Text section:
┌──
Welcome to the web page of Prof. Aldo Romero's group. 

Current Position: Eberly Family Distinguished Professor, Physics and Astronomy Department, West Virginia University
Contact: Office: 304-2936317 | Cell: 304-4357440 | Email: alromero at mail.wvu.edu

Dr. Aldo Humberto Romero leads a dynamic research group at West Virginia University, specializing in computational materials science. With a strong emphasis on high-performance computing and artificial intelligence, the group is at the forefront of exploring the properties and potentials of various materials, ranging from nanostructures and disordered materials to crystalline materials in one, two, and three dimensions. Utilizing state-of-the-art ab initio and many body theory methods, Romero's team is dedicated to predicting, analyzing, and profoundly understanding materials at the atomic and molecular levels. This interdisciplinary group, composed of highly motivated graduate students and postdoctoral researchers, collaborates extensively with leading scientists nationally and internationally. Their research has far-reaching applications in energy storage, electronics, and spintronics, making significant contributions to academic and industrial research.
└──
Photo object pointing records:
┌──
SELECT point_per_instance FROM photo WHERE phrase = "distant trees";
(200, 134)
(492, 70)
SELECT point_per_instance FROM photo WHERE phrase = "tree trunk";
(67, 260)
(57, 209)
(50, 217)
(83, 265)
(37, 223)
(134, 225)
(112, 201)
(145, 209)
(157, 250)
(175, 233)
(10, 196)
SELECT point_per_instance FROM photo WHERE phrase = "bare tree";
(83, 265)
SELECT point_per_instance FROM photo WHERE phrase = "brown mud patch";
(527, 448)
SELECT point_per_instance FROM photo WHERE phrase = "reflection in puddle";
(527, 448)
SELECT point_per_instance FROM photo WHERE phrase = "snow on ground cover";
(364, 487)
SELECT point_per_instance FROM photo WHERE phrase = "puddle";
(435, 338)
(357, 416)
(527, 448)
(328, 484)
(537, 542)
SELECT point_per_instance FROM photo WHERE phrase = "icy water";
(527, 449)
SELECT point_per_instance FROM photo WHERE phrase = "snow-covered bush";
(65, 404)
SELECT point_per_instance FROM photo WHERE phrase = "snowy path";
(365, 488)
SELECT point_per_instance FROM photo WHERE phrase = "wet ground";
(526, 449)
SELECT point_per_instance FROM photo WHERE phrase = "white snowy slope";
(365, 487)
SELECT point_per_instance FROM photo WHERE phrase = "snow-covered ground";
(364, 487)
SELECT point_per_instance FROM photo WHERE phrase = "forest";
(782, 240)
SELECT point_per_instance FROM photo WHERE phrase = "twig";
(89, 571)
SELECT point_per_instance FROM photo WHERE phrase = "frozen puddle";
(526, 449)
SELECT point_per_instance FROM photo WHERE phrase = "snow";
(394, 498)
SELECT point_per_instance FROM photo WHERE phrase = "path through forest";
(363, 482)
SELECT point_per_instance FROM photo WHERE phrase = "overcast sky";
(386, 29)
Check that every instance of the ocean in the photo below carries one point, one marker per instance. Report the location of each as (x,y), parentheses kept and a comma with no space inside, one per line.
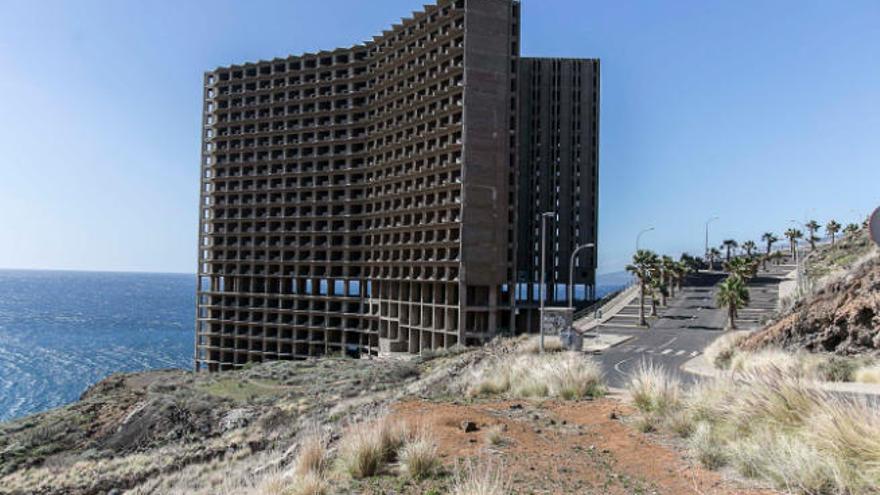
(61,332)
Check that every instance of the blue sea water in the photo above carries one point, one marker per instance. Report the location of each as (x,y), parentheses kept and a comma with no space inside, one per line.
(61,332)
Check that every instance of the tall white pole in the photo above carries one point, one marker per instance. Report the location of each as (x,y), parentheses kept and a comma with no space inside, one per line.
(543,287)
(639,237)
(706,250)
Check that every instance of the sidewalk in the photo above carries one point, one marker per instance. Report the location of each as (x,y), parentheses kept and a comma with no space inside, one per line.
(608,311)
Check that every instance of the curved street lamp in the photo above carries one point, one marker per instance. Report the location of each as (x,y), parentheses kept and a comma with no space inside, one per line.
(571,272)
(639,237)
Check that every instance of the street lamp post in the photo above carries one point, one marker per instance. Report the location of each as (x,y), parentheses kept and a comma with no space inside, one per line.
(571,273)
(542,289)
(639,237)
(706,250)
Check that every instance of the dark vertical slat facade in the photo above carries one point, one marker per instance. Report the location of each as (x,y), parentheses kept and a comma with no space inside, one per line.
(364,200)
(559,162)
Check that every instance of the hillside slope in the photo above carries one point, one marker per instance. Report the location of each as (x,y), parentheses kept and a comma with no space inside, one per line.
(243,432)
(842,315)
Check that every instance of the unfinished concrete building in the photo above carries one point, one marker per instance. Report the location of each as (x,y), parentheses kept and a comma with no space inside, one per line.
(364,199)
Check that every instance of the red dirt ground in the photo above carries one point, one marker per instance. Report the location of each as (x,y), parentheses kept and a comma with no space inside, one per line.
(566,447)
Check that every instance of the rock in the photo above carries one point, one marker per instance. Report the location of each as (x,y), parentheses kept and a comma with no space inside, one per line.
(236,418)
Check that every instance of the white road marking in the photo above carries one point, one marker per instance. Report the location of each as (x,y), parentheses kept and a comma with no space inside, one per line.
(617,366)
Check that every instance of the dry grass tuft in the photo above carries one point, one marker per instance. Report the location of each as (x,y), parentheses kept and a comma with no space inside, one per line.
(867,374)
(567,375)
(707,447)
(721,351)
(480,479)
(418,456)
(657,396)
(495,435)
(366,448)
(769,425)
(552,343)
(312,456)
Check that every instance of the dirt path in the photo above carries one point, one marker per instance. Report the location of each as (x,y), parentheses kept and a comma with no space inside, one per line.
(566,447)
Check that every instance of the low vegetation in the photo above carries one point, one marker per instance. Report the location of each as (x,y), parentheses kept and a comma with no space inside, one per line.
(768,425)
(480,479)
(566,375)
(725,354)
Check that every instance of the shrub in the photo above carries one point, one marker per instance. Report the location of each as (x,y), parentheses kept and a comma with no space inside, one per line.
(418,456)
(480,479)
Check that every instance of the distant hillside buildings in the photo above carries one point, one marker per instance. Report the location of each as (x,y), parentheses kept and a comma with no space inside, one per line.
(387,196)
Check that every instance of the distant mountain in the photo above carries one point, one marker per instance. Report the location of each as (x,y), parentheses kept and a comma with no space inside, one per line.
(613,278)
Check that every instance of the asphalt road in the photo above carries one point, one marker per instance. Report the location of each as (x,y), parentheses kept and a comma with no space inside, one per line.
(689,323)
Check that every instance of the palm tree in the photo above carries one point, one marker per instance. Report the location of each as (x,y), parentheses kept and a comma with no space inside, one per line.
(642,267)
(832,228)
(777,257)
(729,244)
(713,254)
(682,269)
(658,287)
(667,273)
(813,227)
(733,295)
(742,268)
(793,235)
(769,238)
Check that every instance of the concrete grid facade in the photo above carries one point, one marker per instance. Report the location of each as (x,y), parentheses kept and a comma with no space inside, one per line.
(365,199)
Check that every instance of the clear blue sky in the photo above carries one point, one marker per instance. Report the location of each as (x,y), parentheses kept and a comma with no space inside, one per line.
(757,111)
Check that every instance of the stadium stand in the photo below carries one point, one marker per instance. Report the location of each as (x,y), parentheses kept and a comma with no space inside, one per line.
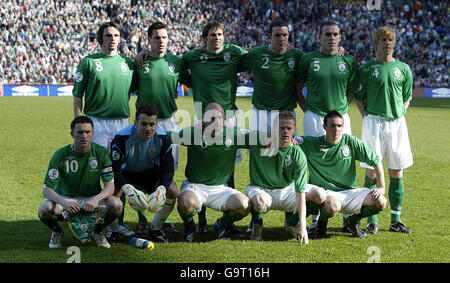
(42,41)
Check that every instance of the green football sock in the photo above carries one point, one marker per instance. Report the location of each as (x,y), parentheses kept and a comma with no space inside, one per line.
(229,217)
(52,223)
(122,214)
(312,208)
(292,219)
(396,194)
(366,211)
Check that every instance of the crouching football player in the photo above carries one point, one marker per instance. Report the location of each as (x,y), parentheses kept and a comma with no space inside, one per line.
(143,162)
(278,182)
(73,177)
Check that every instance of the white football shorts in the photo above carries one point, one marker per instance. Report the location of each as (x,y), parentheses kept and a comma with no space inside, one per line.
(283,199)
(214,197)
(170,124)
(351,200)
(106,128)
(313,124)
(389,140)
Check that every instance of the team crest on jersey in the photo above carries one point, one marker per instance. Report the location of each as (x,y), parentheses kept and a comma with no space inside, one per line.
(291,63)
(93,163)
(171,68)
(345,151)
(227,57)
(203,57)
(123,67)
(288,160)
(53,174)
(397,73)
(78,77)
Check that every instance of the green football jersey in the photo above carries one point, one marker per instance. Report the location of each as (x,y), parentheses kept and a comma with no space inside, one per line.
(105,82)
(333,167)
(73,174)
(274,77)
(287,167)
(214,76)
(328,80)
(158,81)
(384,87)
(210,161)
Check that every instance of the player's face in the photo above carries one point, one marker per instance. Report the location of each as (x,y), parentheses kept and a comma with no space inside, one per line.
(111,40)
(287,129)
(330,38)
(333,129)
(146,126)
(214,40)
(82,136)
(385,47)
(279,39)
(159,42)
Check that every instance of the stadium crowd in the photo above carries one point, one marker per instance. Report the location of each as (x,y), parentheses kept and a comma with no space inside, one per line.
(42,41)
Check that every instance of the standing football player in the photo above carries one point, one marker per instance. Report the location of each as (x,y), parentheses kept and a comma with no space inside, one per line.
(104,80)
(383,98)
(278,182)
(74,175)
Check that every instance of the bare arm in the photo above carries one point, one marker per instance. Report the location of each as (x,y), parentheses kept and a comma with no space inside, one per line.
(302,234)
(300,98)
(77,106)
(71,206)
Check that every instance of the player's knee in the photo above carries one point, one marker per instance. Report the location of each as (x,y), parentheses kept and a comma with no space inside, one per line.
(46,209)
(114,205)
(316,195)
(187,201)
(381,203)
(332,206)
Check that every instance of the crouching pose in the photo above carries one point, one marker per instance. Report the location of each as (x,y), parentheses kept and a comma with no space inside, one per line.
(72,185)
(331,162)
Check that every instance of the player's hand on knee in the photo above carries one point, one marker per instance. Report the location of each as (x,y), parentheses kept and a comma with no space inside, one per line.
(136,198)
(157,199)
(72,206)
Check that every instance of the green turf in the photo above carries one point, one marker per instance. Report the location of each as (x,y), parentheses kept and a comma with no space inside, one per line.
(32,128)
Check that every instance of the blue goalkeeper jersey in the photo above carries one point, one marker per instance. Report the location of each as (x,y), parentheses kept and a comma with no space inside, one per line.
(130,154)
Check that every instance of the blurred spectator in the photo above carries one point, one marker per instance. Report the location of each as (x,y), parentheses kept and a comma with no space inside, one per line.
(43,40)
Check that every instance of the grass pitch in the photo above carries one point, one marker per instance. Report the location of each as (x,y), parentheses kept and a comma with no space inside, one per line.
(32,128)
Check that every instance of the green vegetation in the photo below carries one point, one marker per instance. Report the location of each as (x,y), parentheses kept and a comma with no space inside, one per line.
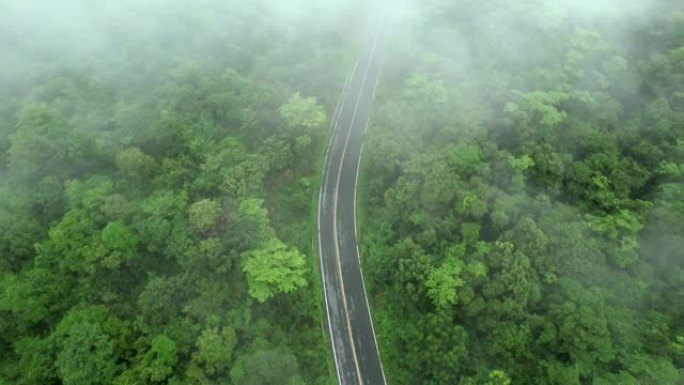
(158,166)
(524,216)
└──
Short problem 1:
In the research group page, shorten the paragraph starting "Dr. Aldo Humberto Romero leads" into a list that keeps its main facts.
Short problem 2:
According to the research group page, what is Prof. Romero's current position?
Short problem 3:
Extend the research group page by writing what comes next after its last sentence.

Written answer 1:
- Dr. Aldo Humberto Romero leads a research group in computational materials science at West Virginia University.
- The group focuses heavily on high-performance computing and artificial intelligence.
- It studies nanostructures, disordered materials, and crystalline materials in one, two, and three dimensions.
- It uses ab initio and many body theory methods to predict, analyze, and understand materials at the atomic and molecular levels.
- Members are graduate students and postdoctoral researchers who work with leading scientists in the U.S. and abroad.
- The research applies to energy storage, electronics, and spintronics, and contributes to both academic and industrial research.

Written answer 2:
He is Eberly Family Distinguished Professor in the Physics and Astronomy Department at West Virginia University.

Written answer 3:
Expertise

  • High-Performance Computing: Proficiency in C, C++, Python, and Fortran, with a focus on computational efficiency in parallel environments (CPU and GPU).
  • Data Science: Skilled in Python libraries like Pandas, Matplotlib, SciPy, and NumPy, as well as statistical computing in R and Julia. He is also expert in many of the different existing packages used for neural network training such as PyTorch, Tensorflow, Keras, 
  • Software Development: Creator of several GitHub-hosted packages, including ABINIT (density functional theory and many body theory), PyChemia (high-throughput), PyProcar (band and fermi energy electronic structure analysis), MechElastic (elastic properties), TDEP (anharmonic thermal properties), and DMFTwDFT (electronic structure from dynamical mean field theory).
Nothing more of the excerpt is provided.